▶ **WHAT IS NEEDED**:
Beginning at the line that contains "locate white football -- one", reproduce every line to the end of the material without changing any of them.

▶ **DATA SUPPLIED**:
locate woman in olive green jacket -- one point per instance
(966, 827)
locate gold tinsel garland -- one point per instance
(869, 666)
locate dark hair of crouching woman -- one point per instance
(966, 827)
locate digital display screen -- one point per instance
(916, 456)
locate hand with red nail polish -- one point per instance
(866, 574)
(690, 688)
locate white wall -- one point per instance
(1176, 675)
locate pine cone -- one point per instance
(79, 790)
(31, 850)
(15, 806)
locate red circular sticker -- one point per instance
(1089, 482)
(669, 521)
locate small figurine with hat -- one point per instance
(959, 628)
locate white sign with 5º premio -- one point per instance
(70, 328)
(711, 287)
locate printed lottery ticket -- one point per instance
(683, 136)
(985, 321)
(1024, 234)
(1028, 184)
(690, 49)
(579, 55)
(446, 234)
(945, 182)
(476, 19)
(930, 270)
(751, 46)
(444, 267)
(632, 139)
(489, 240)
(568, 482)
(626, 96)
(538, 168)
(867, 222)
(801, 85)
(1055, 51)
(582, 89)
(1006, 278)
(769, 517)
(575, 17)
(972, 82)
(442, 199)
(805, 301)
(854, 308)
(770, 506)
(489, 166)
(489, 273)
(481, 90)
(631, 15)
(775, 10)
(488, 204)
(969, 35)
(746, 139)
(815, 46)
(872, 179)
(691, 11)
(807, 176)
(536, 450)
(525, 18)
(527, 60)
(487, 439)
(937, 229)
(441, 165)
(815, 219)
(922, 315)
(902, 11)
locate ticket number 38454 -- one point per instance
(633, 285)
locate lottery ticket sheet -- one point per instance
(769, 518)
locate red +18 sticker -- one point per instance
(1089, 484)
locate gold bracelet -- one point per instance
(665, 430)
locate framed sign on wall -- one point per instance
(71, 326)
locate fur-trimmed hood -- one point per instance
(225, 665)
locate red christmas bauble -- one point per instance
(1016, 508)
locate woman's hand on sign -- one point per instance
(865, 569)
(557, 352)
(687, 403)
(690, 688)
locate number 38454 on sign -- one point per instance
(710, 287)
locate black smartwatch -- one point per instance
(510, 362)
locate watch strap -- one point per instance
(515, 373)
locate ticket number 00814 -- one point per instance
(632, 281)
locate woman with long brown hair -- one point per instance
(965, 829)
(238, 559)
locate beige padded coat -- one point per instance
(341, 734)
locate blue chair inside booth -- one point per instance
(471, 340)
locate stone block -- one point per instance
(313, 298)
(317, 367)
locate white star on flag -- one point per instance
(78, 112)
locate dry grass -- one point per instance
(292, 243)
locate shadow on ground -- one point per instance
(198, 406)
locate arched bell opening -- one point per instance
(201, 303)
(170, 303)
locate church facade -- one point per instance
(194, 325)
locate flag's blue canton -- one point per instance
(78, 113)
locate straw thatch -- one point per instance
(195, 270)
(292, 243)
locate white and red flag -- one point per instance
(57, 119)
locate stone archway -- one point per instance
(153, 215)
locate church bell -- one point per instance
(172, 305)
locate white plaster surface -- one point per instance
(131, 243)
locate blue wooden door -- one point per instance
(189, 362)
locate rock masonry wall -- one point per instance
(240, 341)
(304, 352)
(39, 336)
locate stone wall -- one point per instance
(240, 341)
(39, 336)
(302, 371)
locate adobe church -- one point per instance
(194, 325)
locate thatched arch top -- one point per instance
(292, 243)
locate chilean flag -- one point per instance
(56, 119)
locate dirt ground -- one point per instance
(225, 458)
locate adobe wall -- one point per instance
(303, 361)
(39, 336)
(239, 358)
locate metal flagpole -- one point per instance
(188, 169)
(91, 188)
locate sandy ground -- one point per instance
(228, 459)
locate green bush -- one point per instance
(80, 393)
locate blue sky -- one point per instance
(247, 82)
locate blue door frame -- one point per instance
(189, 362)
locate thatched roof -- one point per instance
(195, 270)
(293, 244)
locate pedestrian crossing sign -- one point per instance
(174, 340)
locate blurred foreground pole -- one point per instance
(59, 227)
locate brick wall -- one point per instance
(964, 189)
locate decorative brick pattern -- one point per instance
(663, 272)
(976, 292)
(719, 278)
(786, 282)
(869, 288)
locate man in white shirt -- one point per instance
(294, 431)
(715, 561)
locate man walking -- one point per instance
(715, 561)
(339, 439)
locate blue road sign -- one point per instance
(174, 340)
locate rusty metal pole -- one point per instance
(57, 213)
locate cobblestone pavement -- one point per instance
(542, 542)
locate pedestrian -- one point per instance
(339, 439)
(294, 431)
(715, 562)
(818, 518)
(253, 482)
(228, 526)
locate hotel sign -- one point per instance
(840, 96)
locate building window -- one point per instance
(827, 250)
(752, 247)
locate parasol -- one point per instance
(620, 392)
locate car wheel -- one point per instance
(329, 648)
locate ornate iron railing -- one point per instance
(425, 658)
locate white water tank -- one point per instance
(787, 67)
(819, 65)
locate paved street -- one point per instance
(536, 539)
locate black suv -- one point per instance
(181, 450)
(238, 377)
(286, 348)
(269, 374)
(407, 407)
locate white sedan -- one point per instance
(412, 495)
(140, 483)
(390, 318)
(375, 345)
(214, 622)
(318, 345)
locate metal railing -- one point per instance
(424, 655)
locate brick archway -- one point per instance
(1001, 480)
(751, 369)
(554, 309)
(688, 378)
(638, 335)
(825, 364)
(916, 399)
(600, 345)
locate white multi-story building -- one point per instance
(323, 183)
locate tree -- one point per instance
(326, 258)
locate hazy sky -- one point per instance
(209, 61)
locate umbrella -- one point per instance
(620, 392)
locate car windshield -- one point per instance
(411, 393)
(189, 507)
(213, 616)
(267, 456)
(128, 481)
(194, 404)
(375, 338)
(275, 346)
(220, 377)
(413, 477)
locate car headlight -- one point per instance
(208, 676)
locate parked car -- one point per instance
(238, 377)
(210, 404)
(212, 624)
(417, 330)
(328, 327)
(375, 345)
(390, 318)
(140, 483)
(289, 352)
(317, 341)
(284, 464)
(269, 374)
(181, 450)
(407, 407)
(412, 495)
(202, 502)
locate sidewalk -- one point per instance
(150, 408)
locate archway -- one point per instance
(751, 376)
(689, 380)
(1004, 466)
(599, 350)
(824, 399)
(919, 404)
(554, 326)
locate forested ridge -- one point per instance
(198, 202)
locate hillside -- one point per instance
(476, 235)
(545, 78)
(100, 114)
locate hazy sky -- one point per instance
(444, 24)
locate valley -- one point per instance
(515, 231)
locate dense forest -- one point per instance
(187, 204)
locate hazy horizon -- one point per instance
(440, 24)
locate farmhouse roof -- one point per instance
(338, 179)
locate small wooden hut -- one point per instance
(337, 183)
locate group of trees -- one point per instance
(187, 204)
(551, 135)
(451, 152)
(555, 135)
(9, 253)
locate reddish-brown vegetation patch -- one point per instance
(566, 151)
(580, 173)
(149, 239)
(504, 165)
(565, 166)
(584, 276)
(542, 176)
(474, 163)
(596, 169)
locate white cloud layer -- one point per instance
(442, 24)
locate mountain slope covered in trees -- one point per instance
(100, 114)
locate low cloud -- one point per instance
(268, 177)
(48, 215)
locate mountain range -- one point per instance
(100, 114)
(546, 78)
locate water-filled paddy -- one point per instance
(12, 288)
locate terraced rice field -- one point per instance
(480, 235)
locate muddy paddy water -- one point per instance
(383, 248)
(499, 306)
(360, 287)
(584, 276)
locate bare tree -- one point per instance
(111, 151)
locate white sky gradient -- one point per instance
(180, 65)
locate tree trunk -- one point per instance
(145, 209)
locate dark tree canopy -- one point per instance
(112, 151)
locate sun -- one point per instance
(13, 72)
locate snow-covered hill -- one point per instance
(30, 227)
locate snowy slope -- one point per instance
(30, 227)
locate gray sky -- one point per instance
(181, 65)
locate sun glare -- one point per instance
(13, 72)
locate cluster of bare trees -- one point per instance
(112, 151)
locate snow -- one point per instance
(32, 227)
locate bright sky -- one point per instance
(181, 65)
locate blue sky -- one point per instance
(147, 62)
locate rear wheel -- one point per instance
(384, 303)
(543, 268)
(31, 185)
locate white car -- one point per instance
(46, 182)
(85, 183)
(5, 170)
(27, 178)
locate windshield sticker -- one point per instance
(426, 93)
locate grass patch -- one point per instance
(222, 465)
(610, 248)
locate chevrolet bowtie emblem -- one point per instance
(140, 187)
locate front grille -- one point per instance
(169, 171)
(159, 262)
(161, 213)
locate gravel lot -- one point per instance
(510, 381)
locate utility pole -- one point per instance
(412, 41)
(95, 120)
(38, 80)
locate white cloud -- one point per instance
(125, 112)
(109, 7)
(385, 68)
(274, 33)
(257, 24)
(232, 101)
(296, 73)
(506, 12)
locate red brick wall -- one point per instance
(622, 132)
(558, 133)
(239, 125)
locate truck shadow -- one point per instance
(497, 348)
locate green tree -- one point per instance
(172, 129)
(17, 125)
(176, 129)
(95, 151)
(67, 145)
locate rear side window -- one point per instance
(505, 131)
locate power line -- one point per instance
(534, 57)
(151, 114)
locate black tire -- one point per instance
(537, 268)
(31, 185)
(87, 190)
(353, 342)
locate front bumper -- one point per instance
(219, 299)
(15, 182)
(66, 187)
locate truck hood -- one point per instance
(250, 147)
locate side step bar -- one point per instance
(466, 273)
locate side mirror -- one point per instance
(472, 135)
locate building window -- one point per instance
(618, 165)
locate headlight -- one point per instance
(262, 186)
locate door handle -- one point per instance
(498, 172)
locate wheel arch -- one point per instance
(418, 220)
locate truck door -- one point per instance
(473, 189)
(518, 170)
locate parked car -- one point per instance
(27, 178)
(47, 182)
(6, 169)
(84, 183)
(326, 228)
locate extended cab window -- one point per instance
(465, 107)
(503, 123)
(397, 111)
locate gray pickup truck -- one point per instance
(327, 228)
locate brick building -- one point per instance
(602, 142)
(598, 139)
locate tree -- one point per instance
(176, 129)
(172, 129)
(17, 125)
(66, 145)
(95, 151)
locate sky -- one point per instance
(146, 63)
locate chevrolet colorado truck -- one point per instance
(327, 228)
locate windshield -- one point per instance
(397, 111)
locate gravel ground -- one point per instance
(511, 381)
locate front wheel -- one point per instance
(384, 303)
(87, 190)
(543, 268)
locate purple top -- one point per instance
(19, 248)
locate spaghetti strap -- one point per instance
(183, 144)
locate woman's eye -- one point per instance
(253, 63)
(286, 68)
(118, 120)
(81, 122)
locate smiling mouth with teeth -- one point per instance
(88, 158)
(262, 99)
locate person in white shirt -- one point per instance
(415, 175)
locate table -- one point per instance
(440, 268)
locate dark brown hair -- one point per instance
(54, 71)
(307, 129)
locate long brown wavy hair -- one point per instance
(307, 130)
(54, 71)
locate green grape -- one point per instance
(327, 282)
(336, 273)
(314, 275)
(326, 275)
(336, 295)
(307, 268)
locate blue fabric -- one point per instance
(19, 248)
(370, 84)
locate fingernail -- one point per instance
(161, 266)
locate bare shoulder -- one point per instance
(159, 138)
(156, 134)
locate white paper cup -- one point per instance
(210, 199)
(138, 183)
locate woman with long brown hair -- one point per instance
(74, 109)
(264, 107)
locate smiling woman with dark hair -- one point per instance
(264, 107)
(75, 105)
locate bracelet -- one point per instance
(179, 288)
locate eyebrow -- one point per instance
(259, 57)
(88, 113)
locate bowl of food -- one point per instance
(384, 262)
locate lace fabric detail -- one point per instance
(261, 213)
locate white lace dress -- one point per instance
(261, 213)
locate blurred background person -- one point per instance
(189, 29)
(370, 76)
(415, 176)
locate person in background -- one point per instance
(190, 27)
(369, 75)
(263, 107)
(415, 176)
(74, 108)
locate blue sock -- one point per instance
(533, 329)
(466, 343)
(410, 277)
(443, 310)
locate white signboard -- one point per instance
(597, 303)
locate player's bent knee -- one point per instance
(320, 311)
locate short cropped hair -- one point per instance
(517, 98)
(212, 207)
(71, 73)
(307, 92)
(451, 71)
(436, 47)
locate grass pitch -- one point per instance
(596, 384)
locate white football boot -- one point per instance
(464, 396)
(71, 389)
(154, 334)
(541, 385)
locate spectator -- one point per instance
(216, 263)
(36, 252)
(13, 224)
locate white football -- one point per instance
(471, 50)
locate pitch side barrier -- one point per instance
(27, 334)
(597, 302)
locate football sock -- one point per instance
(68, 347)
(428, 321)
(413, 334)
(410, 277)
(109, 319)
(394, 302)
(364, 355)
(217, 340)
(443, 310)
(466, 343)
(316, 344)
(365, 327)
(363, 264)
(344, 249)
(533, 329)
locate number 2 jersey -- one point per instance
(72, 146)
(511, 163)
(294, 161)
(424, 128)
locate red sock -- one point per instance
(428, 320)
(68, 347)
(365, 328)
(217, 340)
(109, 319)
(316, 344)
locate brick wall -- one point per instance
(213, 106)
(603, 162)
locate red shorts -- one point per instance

▶ **OUTPUT**:
locate white football -- one point per instance
(471, 50)
locate pitch side barrier -- one point per instance
(27, 334)
(597, 302)
locate football sock -- one point per instance
(68, 347)
(428, 321)
(413, 334)
(410, 277)
(109, 319)
(394, 302)
(364, 355)
(217, 340)
(443, 310)
(466, 343)
(316, 344)
(365, 327)
(363, 264)
(344, 249)
(533, 329)
locate number 2 jersey -- one point per instance
(72, 146)
(511, 163)
(294, 161)
(424, 128)
locate red sock -- one point per instance
(428, 320)
(68, 347)
(365, 328)
(217, 340)
(109, 319)
(316, 344)
locate brick wall -- one point per instance
(213, 106)
(603, 162)
locate red shorts -- one point per instance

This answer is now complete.